(Dataset items)
- Opening Delimiter -

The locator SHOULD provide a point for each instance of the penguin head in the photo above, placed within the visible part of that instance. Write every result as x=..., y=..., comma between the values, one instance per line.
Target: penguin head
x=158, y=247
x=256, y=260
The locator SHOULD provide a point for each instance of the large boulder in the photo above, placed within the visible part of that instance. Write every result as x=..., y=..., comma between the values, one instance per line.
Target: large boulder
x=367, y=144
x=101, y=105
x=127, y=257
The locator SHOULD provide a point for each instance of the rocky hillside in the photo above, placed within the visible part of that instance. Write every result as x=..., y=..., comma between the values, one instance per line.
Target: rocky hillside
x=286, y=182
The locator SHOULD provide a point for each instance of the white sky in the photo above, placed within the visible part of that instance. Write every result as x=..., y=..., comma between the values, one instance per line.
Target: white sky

- Closing Delimiter -
- Opening Delimiter -

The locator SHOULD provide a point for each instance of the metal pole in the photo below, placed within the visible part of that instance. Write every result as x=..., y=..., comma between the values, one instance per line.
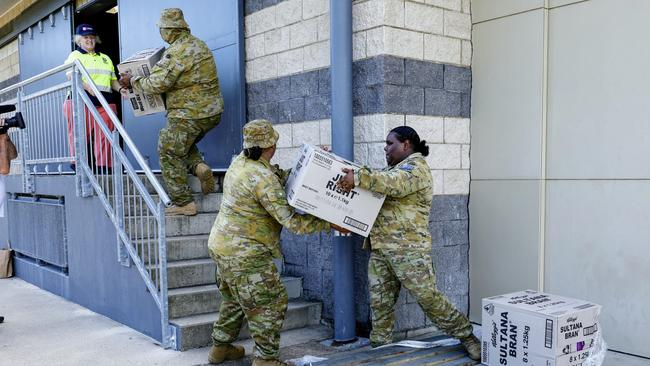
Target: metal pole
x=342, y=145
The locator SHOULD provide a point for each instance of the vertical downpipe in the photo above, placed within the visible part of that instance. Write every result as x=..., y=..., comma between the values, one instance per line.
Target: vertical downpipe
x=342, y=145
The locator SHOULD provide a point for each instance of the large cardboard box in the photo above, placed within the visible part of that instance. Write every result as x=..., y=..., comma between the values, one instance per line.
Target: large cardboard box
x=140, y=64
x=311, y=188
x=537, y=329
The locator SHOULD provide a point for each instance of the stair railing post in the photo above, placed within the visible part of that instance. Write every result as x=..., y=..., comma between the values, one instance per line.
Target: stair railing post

- Closing Delimiter -

_REQUIRED ACTION_
Taking the entries above, write out exactly the lines starting with the line containing "Target: penguin head" and going on through the line containing "of the rocky", both included, and nothing else.

_RESPONSE AREA_
Target: penguin head
x=158, y=247
x=256, y=260
The locator SHOULD provide a point for each instance of the large boulder in the photo above, placed within the visible part of that instance. Write every result as x=..., y=..., comma between the values, one instance per line.
Target: large boulder
x=367, y=144
x=101, y=105
x=127, y=257
The locator SHOULD provide a point for each instance of the rocky hillside in the photo above, placed within the visible part of that instance. Write every result as x=..., y=..., comma between the values, one instance per line.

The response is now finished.